• _STATED GOAL_
Below is a post on comfortable Christianity. Repeat its words exactly, from "I think McCracken" up to and including "faith. Thank you!".

• _PASSAGE GIVEN_

8 Signs Your Christianity is Too Comfortable

THE TITLE “8 SIGNS YOUR CHRISTIANITY IS TOO COMFORTABLE” recently caught my eye. It is an article written by Brett McCracken and I found it on The Gospel Coalition website.

If you just want “the list” of the “8 Signs” you're too comfortable in your Christian faith, here they are:


  1. There is actually no friction between your Christianity and your partisan politics.
  2. There are no paradoxes, tensions, or unresolved questions.
  3. Your friends and coworkers are surprised to learn you’re a churchgoing Christian.
  4. You never think about or even remember the Sunday sermon on Monday.
  5. No one at your church ever annoys you.
  6. You never feel challenged, only affirmed.
  7. You never had to have a “truth in love” conversation with a fellow Christian.
  8. No one in your church could comment on any area of growth they’ve seen in you.

Hopefully, this list is thought provoking enough to read the article. You can read the article here.

I think McCracken is right in his general observation, “Comfort-seeking is our default mode in a consumerist society, so we often find ourselves in “comfortable Christianity” without even knowing it.”

If you want to reflect further on this idea, get his book Uncomfortable: The Awkward and Essential Challenge of Christian Community. Or better yet, read this book on “community” with someone else or with your community group.


Chris Dyer Jan 31, 2018 3:45pm

Great thoughts. Strengthens my idea that my questions and my seeking and my challenging are what I am supposed to be doing to keep growing in faith. Thank you!

• _DATASET CONTENT_
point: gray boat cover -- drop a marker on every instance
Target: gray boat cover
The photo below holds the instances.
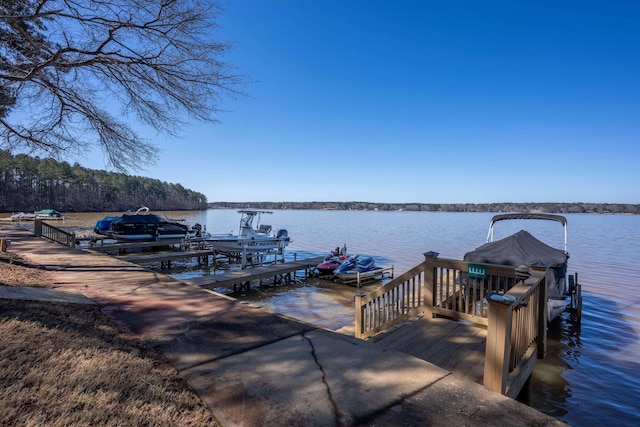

• _COMPLETED EXERCISE_
I think McCracken is right in his general observation, “Comfort-seeking is our default mode in a consumerist society, so we often find ourselves in “comfortable Christianity” without even knowing it.”

If you want to reflect further on this idea, get his book Uncomfortable: The Awkward and Essential Challenge of Christian Community. Or better yet, read this book on “community” with someone else or with your community group.


Chris Dyer Jan 31, 2018 3:45pm

Great thoughts. Strengthens my idea that my questions and my seeking and my challenging are what I am supposed to be doing to keep growing in faith. Thank you!